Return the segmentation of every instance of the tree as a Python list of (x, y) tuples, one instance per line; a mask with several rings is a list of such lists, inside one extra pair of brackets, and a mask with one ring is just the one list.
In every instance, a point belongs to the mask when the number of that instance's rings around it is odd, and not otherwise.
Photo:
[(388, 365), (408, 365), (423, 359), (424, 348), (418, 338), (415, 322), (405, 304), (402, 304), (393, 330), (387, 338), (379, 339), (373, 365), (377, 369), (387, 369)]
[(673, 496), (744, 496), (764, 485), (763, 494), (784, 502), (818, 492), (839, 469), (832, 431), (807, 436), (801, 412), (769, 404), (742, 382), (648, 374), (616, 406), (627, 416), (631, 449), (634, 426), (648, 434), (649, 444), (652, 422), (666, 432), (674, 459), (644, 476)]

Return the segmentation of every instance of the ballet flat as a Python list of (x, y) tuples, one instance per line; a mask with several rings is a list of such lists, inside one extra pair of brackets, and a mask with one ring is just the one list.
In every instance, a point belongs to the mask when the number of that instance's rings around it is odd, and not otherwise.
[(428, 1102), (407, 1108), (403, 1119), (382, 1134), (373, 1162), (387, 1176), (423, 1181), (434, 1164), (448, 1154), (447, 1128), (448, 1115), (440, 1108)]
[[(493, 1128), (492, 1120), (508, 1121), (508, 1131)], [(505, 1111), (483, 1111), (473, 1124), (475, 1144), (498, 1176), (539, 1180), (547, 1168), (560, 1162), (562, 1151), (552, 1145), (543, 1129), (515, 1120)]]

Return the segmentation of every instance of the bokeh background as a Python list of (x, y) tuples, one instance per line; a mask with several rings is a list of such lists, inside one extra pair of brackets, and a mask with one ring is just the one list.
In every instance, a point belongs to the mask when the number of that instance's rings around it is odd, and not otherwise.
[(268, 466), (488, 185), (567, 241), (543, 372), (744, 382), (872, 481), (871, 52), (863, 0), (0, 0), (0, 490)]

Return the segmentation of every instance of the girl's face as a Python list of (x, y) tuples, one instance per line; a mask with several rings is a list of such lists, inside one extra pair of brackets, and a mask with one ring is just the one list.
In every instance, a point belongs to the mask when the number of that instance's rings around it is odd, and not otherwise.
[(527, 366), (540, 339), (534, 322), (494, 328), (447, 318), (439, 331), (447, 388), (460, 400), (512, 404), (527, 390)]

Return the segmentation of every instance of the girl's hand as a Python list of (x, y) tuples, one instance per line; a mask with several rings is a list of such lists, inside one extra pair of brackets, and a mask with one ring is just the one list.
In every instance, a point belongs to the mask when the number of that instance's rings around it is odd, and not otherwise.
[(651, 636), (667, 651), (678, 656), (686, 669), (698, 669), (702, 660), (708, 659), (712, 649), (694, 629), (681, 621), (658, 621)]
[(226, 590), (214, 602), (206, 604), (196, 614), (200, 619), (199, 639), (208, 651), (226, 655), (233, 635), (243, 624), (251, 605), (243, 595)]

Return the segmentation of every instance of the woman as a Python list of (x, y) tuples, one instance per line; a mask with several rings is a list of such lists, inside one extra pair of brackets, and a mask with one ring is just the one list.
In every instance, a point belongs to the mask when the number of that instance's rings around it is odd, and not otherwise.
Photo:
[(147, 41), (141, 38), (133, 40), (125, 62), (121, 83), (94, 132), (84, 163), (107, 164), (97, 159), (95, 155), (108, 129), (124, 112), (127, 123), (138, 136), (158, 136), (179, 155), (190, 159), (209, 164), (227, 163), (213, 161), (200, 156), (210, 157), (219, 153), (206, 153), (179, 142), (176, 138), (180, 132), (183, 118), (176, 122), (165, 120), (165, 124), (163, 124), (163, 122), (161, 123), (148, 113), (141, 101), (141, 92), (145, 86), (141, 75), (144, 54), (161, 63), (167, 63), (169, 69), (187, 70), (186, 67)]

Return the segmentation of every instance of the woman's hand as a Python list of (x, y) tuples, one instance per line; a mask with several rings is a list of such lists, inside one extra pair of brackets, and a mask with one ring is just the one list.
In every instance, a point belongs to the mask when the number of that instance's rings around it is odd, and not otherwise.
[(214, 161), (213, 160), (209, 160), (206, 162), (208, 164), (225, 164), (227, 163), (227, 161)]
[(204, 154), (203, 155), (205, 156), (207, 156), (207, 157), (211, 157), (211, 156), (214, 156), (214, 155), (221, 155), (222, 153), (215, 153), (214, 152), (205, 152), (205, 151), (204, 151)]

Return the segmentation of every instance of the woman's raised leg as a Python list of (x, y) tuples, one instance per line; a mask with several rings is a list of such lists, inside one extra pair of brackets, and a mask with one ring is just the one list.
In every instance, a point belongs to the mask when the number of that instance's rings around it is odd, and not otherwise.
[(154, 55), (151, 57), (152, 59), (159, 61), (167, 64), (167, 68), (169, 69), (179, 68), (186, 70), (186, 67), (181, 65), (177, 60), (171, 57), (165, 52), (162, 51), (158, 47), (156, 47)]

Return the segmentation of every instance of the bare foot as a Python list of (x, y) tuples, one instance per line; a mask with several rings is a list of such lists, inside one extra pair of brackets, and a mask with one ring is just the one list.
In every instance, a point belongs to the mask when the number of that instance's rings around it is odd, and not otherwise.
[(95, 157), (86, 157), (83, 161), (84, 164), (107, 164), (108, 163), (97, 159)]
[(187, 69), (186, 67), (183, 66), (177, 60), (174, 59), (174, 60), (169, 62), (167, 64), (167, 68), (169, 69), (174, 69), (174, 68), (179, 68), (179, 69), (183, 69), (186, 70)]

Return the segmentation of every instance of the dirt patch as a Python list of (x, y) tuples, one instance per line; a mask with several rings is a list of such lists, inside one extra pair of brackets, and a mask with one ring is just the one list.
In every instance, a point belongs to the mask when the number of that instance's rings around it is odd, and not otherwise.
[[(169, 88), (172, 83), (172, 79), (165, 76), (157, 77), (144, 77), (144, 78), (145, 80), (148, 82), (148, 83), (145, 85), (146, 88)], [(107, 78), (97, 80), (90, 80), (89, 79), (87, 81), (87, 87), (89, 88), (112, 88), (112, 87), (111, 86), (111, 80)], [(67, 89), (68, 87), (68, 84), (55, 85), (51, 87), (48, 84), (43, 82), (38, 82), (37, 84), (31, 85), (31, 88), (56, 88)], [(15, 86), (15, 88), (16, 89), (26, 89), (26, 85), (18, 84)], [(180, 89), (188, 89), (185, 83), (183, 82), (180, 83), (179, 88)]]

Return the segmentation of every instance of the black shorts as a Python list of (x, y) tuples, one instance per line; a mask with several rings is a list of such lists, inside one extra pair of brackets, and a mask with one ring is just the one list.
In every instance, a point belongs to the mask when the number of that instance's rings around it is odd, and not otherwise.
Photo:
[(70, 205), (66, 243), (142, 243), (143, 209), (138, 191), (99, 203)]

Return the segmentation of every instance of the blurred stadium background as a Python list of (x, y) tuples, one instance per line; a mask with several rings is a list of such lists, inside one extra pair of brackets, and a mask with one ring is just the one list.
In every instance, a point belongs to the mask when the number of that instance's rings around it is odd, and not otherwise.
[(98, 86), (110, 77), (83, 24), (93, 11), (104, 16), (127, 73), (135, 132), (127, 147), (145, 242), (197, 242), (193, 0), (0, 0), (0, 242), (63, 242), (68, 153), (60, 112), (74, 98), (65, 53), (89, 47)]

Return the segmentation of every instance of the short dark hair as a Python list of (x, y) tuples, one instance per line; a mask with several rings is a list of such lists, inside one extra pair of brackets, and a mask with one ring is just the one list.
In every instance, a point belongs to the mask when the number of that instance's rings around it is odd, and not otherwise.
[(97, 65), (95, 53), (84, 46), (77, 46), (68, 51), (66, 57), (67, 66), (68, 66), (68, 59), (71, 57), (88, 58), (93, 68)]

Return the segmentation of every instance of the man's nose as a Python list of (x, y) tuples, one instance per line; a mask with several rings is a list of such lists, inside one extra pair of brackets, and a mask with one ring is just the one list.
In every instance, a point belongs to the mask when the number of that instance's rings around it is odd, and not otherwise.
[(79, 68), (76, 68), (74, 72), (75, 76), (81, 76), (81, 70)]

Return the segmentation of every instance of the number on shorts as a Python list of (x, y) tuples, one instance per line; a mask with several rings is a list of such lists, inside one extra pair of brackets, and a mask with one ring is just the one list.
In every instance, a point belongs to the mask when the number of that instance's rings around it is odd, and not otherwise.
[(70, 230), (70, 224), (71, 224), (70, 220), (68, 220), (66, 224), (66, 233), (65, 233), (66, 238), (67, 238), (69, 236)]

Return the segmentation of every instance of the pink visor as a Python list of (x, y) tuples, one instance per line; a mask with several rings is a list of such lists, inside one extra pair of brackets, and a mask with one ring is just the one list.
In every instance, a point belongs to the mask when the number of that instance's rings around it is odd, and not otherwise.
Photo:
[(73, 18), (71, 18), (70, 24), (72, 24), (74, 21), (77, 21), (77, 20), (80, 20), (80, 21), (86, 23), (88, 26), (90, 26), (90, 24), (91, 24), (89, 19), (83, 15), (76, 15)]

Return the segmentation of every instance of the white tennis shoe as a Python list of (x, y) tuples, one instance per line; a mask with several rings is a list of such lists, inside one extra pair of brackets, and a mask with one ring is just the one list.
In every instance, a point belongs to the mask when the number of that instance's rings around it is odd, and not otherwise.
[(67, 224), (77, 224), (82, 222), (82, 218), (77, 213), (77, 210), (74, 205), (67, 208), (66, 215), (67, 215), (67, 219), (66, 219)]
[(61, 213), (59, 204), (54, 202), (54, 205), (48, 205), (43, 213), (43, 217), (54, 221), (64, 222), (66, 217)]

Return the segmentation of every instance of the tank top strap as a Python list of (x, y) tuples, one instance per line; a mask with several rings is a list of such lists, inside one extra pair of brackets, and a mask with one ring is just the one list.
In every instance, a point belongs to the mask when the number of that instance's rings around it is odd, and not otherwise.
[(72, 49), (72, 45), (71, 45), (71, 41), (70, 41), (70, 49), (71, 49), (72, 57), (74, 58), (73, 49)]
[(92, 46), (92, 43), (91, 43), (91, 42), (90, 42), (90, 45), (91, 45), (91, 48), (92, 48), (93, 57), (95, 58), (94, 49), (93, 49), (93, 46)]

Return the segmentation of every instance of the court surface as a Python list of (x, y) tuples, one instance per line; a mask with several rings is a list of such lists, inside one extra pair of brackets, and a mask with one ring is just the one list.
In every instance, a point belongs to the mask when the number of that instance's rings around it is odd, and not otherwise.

> What you have to do:
Copy the material word for word, from its first line through the line that contains "1129), (515, 1120)]]".

> Final result:
Return the segmentation of every instance of the tree as a Python list of (x, y) tuples, one instance per line; a mask with several rings is a list of such lists, inside one extra pair of brackets, and a mask with one ring is just the one list.
In every instance, a point belongs to the mask when the number of that instance's rings around it is odd, and not otherwise.
Photo:
[(388, 365), (408, 365), (423, 359), (424, 348), (418, 338), (415, 322), (405, 304), (402, 304), (393, 330), (387, 338), (379, 339), (373, 365), (377, 369), (387, 369)]
[(673, 496), (744, 496), (764, 485), (763, 494), (784, 502), (818, 492), (839, 469), (832, 431), (807, 436), (801, 412), (769, 404), (742, 382), (648, 374), (616, 406), (627, 416), (631, 449), (634, 426), (648, 434), (649, 444), (652, 422), (666, 432), (674, 459), (644, 476)]

Return the segmentation of every instance of the ballet flat as a Python list of (x, y) tuples, one instance per line; a mask with several rings is a list of such lists, inside one extra pair of brackets, and a mask with one ring is just the one list.
In every instance, a point belongs to the mask when the number of that instance's rings around it is odd, and not otherwise.
[(428, 1102), (407, 1108), (403, 1119), (382, 1134), (373, 1162), (387, 1176), (423, 1181), (434, 1164), (448, 1154), (447, 1128), (448, 1115), (440, 1108)]
[[(493, 1128), (492, 1120), (508, 1121), (508, 1131)], [(505, 1111), (483, 1111), (473, 1124), (475, 1144), (498, 1176), (539, 1180), (547, 1168), (560, 1162), (562, 1151), (552, 1145), (543, 1129), (515, 1120)]]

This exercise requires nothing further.